» **Task**: Which lines of the listing hold the string "below"? Show each of them.
-- Exercise input follows --
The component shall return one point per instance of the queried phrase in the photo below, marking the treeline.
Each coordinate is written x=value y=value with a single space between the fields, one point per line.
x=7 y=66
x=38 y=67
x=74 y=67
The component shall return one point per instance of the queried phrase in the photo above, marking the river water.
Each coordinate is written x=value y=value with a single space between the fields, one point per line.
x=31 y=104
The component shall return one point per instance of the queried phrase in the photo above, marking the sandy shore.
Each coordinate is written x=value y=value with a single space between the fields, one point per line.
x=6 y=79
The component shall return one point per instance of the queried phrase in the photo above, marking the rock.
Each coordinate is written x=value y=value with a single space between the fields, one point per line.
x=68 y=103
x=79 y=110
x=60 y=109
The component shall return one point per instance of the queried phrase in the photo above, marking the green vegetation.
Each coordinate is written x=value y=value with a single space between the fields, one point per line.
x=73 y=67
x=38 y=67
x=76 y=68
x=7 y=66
-- Exercise input concluded --
-- Exercise input follows --
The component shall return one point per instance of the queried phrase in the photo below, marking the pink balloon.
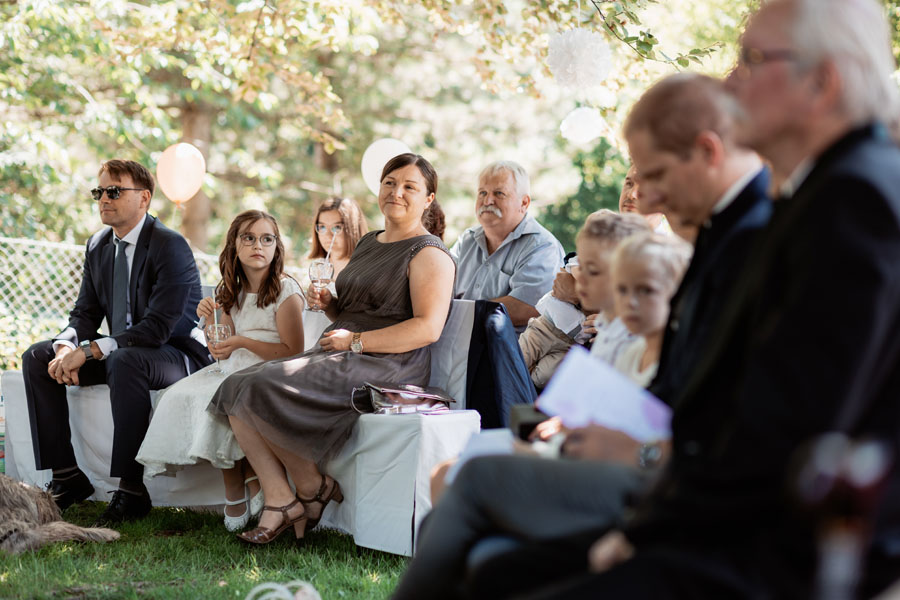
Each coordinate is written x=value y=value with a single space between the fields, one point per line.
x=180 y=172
-- Exercise input concluded --
» **Answer to this exercise**:
The component shall return one point per instance of the queried phrase in the photo below, marking the treeline.
The component shall return one point per instance of the queried phrase in the photo below, marking the pink balloon.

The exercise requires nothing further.